• Data excerpts:
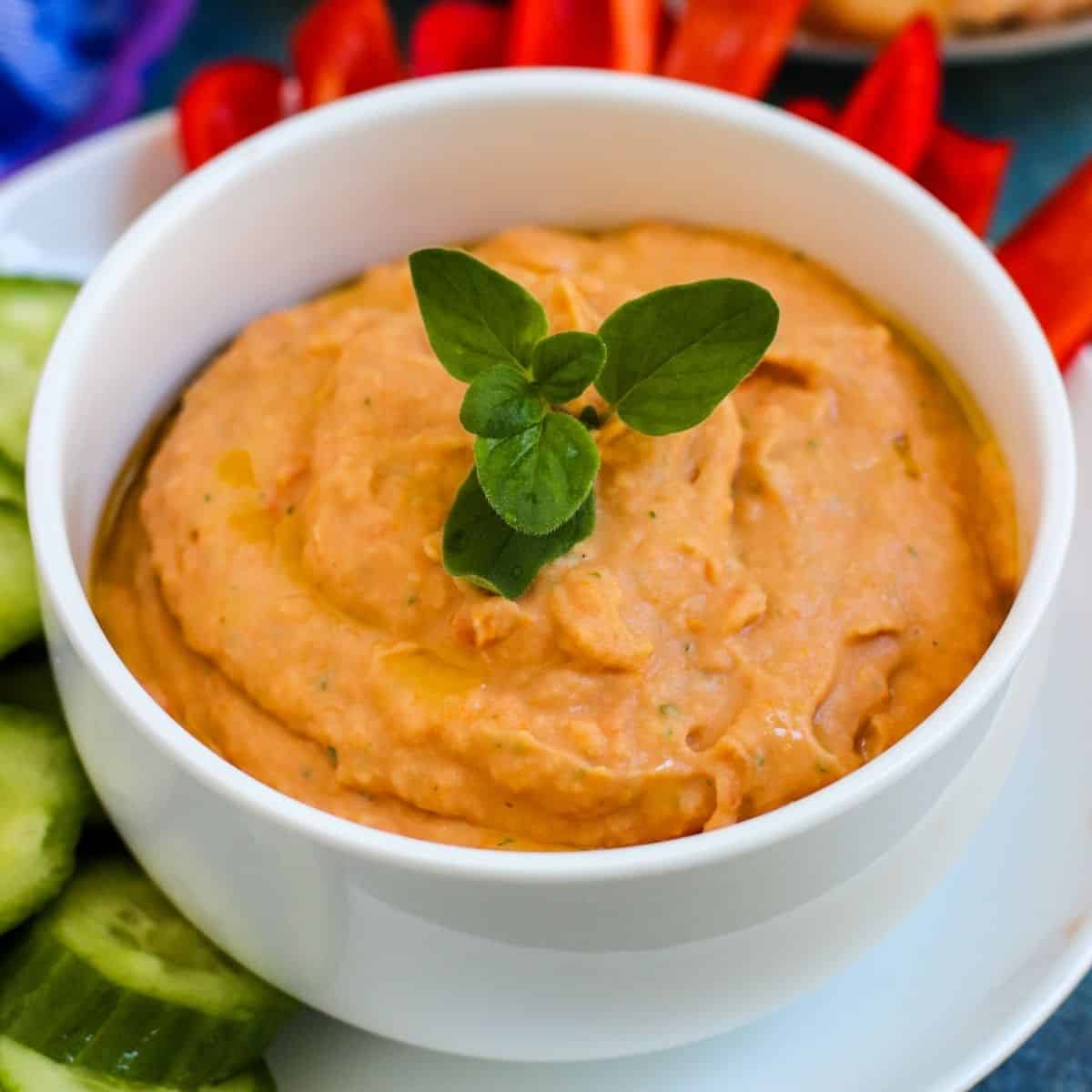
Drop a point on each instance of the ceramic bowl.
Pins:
(523, 956)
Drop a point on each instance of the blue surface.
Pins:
(1046, 105)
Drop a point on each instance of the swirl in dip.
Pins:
(768, 601)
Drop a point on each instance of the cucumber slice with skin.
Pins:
(23, 1070)
(31, 314)
(113, 978)
(44, 795)
(20, 618)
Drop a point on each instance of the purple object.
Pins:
(69, 68)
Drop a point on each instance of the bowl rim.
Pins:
(63, 587)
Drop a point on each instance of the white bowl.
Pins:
(523, 956)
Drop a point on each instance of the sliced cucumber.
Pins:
(43, 800)
(26, 681)
(31, 314)
(113, 978)
(20, 618)
(23, 1070)
(12, 491)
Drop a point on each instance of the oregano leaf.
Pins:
(675, 354)
(501, 402)
(480, 547)
(538, 479)
(565, 365)
(475, 317)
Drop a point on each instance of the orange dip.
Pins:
(768, 601)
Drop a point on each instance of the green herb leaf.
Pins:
(475, 317)
(501, 402)
(566, 365)
(538, 479)
(479, 546)
(675, 354)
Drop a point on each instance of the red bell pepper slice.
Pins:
(634, 33)
(457, 36)
(966, 174)
(893, 110)
(1049, 257)
(817, 110)
(224, 104)
(345, 46)
(735, 45)
(561, 32)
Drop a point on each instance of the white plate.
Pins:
(966, 48)
(933, 1008)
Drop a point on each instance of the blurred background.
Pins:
(1044, 104)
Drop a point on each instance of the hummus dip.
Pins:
(768, 601)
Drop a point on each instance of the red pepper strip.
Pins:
(344, 46)
(966, 175)
(1049, 257)
(735, 45)
(817, 110)
(561, 32)
(893, 110)
(634, 28)
(458, 35)
(227, 103)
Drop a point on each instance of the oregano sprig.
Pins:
(662, 361)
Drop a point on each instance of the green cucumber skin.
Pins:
(25, 1070)
(20, 616)
(31, 314)
(23, 895)
(54, 1003)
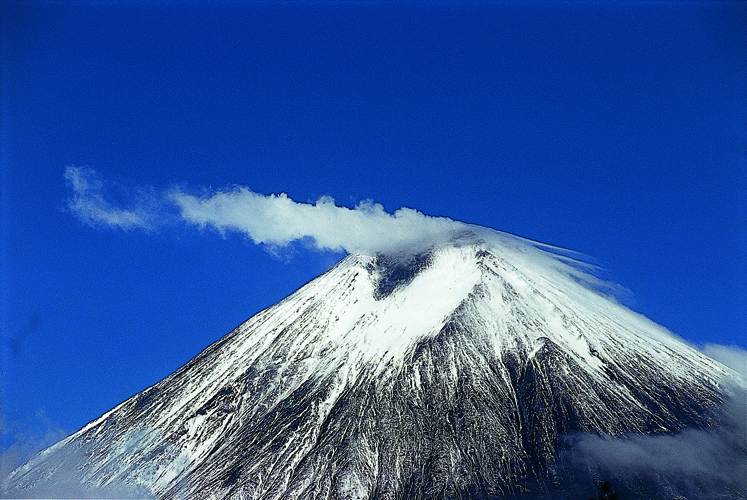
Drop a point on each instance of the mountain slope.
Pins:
(452, 373)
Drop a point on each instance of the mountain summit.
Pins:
(455, 372)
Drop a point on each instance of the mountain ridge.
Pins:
(453, 372)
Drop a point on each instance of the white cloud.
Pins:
(278, 220)
(273, 220)
(89, 204)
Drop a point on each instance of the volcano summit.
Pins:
(455, 372)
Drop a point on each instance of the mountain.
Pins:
(455, 372)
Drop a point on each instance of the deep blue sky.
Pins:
(617, 129)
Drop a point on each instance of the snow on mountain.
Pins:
(451, 373)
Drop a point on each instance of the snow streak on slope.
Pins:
(451, 373)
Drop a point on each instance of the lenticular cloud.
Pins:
(273, 220)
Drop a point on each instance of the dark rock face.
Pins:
(454, 374)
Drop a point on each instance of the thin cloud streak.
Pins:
(272, 220)
(89, 204)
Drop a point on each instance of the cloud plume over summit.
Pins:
(274, 220)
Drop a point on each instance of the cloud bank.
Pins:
(694, 463)
(274, 220)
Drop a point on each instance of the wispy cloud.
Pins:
(694, 463)
(88, 202)
(274, 220)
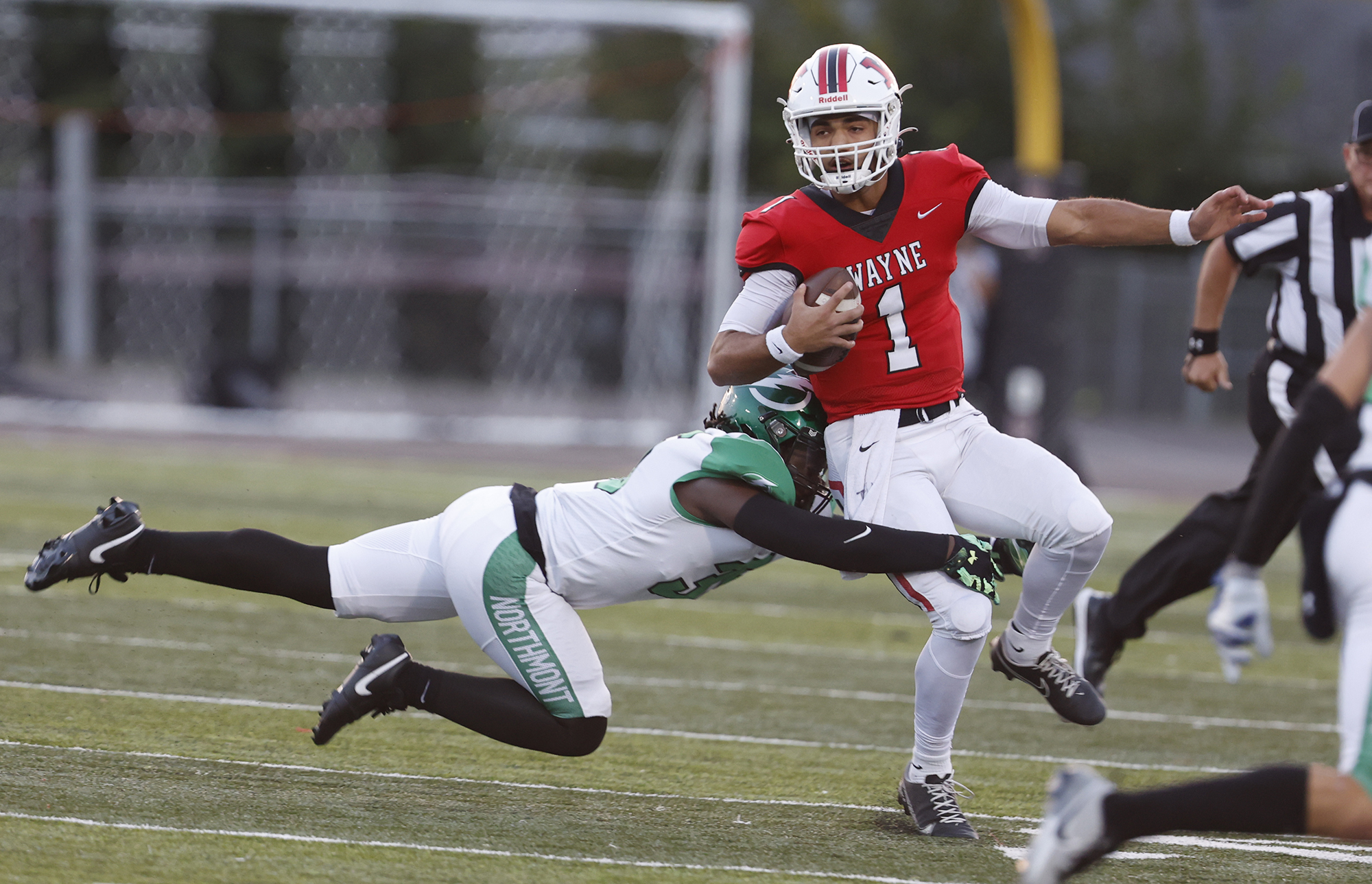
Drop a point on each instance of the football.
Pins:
(820, 289)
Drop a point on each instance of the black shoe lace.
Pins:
(945, 800)
(1060, 673)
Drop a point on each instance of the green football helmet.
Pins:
(783, 411)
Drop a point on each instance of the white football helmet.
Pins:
(844, 79)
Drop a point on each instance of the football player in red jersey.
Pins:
(906, 450)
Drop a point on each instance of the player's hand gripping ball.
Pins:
(820, 289)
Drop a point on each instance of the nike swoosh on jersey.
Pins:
(367, 680)
(98, 554)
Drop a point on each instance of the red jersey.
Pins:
(909, 353)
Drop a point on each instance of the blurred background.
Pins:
(394, 227)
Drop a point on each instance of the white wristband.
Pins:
(1181, 227)
(780, 349)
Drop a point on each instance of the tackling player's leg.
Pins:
(404, 583)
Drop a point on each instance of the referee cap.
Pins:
(1363, 123)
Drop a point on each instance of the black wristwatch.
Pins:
(1203, 342)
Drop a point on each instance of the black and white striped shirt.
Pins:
(1319, 242)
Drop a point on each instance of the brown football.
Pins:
(820, 289)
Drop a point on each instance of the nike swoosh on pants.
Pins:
(367, 680)
(98, 554)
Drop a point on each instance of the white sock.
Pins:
(942, 679)
(1053, 579)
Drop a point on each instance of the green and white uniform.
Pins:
(606, 543)
(1348, 558)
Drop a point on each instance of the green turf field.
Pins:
(758, 734)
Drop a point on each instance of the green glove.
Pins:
(975, 566)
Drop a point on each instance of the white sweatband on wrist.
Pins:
(780, 349)
(1181, 227)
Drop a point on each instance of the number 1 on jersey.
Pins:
(905, 356)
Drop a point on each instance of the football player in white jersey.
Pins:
(1087, 817)
(700, 510)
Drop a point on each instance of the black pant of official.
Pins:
(1186, 559)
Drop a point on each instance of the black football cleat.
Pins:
(97, 548)
(1069, 695)
(372, 687)
(934, 806)
(1098, 644)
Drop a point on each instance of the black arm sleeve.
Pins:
(1288, 474)
(838, 543)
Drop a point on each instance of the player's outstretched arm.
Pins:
(1119, 223)
(820, 540)
(737, 358)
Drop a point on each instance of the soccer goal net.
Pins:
(525, 197)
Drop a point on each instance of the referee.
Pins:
(1319, 242)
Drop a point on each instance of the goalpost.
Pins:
(345, 209)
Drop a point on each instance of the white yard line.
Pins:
(673, 642)
(1006, 706)
(1312, 850)
(1336, 853)
(640, 732)
(470, 852)
(176, 698)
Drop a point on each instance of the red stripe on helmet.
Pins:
(909, 592)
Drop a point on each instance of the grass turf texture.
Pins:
(790, 653)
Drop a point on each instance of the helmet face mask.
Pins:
(783, 411)
(838, 80)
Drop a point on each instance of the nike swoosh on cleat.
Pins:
(360, 688)
(98, 554)
(858, 537)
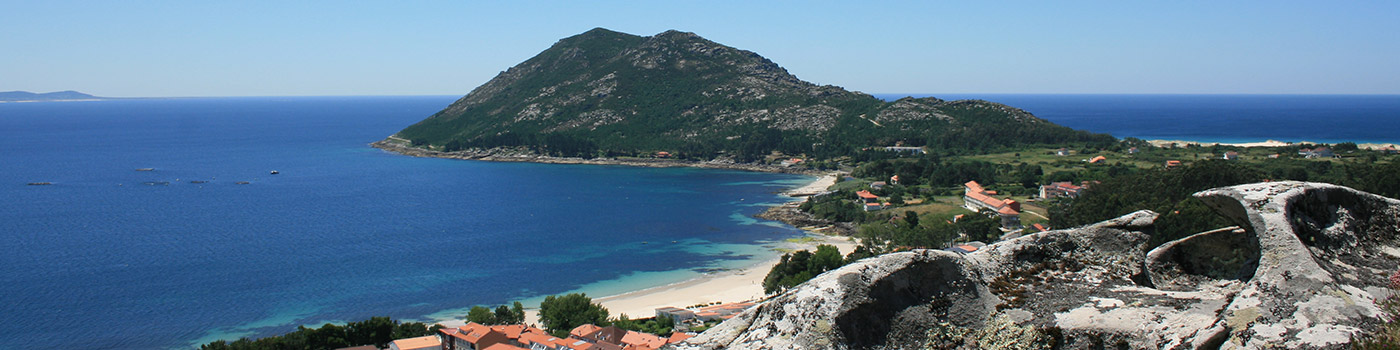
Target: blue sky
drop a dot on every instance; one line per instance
(448, 48)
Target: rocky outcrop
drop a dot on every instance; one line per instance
(1304, 269)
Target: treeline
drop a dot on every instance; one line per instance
(795, 268)
(557, 314)
(934, 231)
(375, 331)
(557, 144)
(503, 315)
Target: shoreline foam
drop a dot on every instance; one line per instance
(1266, 143)
(728, 286)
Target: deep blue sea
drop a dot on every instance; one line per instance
(1214, 118)
(115, 258)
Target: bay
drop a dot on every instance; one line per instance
(153, 259)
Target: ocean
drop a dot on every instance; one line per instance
(115, 258)
(1213, 118)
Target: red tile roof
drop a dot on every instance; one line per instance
(643, 340)
(416, 343)
(583, 331)
(503, 346)
(542, 339)
(973, 186)
(678, 338)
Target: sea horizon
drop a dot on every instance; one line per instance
(356, 209)
(184, 255)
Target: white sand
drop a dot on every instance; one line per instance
(815, 186)
(734, 286)
(1267, 143)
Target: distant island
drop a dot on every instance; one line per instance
(32, 97)
(606, 94)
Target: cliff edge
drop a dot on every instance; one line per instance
(1304, 269)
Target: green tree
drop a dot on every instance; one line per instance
(826, 258)
(564, 312)
(518, 311)
(912, 219)
(480, 315)
(506, 317)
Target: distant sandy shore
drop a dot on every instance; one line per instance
(731, 286)
(1267, 143)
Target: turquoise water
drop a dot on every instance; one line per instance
(343, 233)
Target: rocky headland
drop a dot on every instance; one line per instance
(1304, 269)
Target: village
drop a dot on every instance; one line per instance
(476, 336)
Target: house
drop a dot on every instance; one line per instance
(1060, 189)
(675, 314)
(678, 338)
(472, 336)
(865, 196)
(977, 199)
(616, 338)
(611, 335)
(416, 343)
(360, 347)
(1316, 153)
(910, 150)
(543, 342)
(724, 311)
(584, 329)
(641, 340)
(503, 346)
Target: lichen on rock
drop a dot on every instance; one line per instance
(1302, 270)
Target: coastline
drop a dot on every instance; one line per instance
(728, 286)
(1266, 143)
(395, 144)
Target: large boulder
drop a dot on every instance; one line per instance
(1304, 269)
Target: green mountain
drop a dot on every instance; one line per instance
(605, 93)
(59, 95)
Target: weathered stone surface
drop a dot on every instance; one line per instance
(1302, 270)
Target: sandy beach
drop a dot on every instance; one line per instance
(1266, 143)
(731, 286)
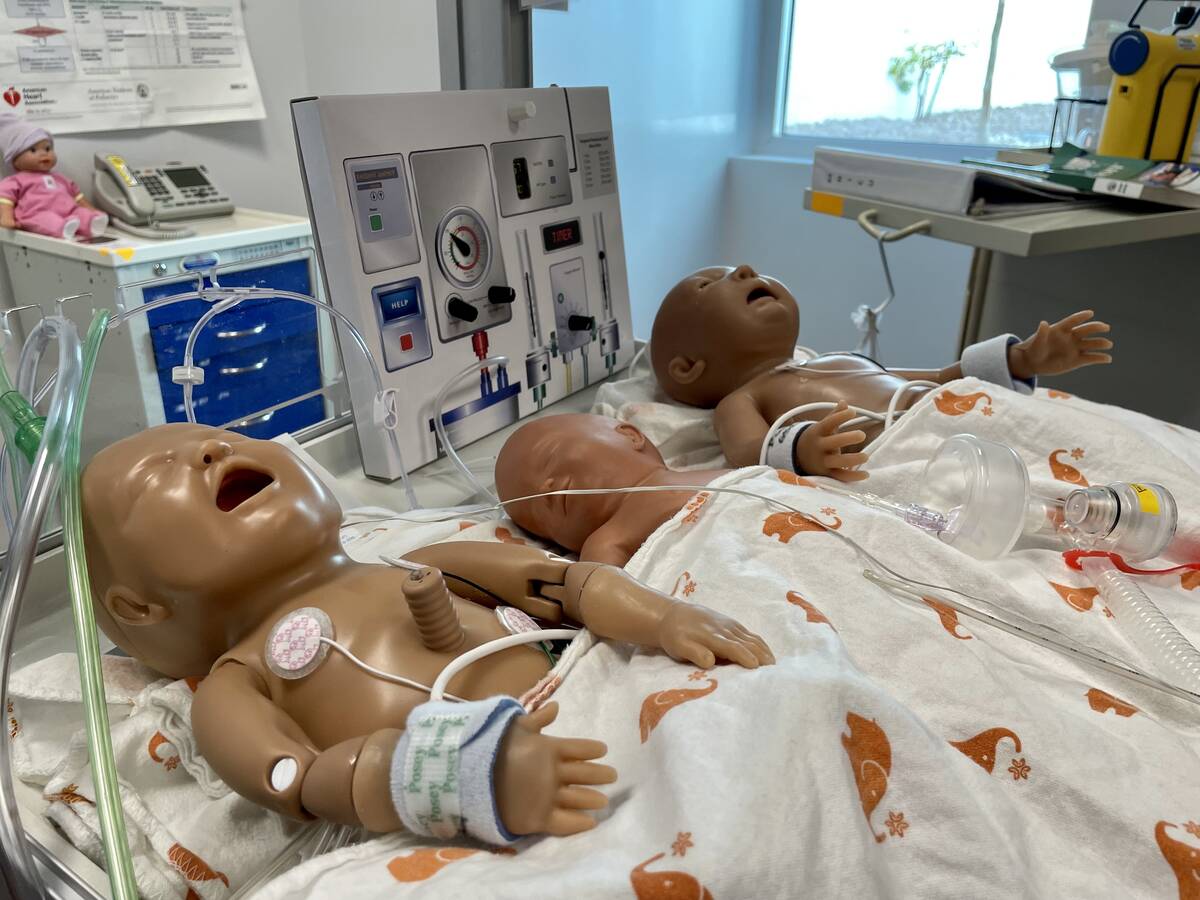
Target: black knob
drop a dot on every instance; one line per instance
(461, 310)
(581, 323)
(501, 294)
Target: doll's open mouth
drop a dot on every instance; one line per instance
(239, 485)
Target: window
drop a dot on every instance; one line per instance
(931, 71)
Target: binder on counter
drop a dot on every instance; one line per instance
(936, 186)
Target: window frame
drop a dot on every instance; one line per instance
(774, 55)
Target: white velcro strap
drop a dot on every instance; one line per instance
(442, 772)
(780, 450)
(187, 375)
(988, 361)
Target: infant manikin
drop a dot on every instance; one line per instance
(35, 198)
(725, 337)
(589, 451)
(216, 555)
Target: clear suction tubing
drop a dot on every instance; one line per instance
(976, 496)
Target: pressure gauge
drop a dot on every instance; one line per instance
(463, 246)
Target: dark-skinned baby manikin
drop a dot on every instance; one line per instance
(724, 339)
(201, 543)
(591, 451)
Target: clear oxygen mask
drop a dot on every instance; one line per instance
(977, 496)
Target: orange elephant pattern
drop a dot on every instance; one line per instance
(505, 537)
(70, 796)
(168, 762)
(694, 507)
(685, 582)
(813, 613)
(786, 526)
(1103, 701)
(1183, 858)
(870, 760)
(952, 403)
(659, 703)
(192, 867)
(1065, 471)
(666, 885)
(982, 748)
(948, 617)
(426, 862)
(791, 478)
(1078, 599)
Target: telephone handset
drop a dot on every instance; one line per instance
(142, 201)
(120, 193)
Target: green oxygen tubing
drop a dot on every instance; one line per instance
(43, 456)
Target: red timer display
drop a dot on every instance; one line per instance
(561, 234)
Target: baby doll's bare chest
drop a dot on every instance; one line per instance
(855, 381)
(340, 697)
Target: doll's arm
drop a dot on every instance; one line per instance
(245, 737)
(606, 600)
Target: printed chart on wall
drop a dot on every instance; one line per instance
(100, 65)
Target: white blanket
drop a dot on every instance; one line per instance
(895, 749)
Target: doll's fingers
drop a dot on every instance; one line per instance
(733, 652)
(541, 717)
(580, 798)
(757, 646)
(844, 438)
(845, 461)
(579, 749)
(695, 653)
(1077, 318)
(586, 773)
(563, 822)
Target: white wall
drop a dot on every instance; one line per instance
(300, 48)
(681, 77)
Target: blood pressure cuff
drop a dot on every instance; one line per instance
(442, 772)
(988, 361)
(780, 450)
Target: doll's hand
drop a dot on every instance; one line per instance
(539, 778)
(1072, 343)
(696, 634)
(819, 450)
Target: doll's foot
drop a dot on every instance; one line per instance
(539, 779)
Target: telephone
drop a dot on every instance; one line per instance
(143, 201)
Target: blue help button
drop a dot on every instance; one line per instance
(201, 261)
(1129, 52)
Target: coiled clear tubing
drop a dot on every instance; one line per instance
(1145, 625)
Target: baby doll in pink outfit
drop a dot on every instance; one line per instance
(35, 198)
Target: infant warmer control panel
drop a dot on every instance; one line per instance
(454, 227)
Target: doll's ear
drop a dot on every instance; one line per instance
(129, 609)
(635, 437)
(685, 371)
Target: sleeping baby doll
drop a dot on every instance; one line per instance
(725, 339)
(35, 197)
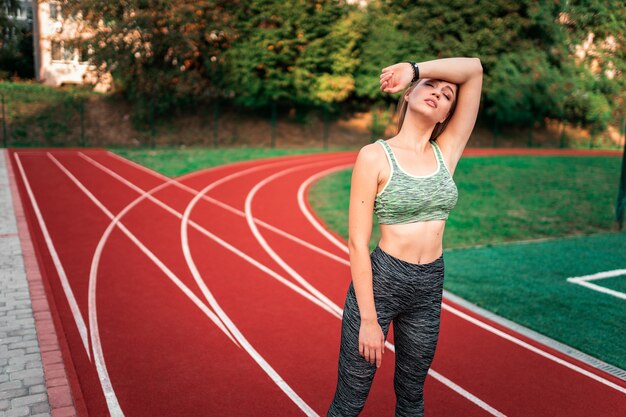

• Task goal: Say how many lines of the records contain the word "leaf", and give no other output.

• Result for this exercise: 2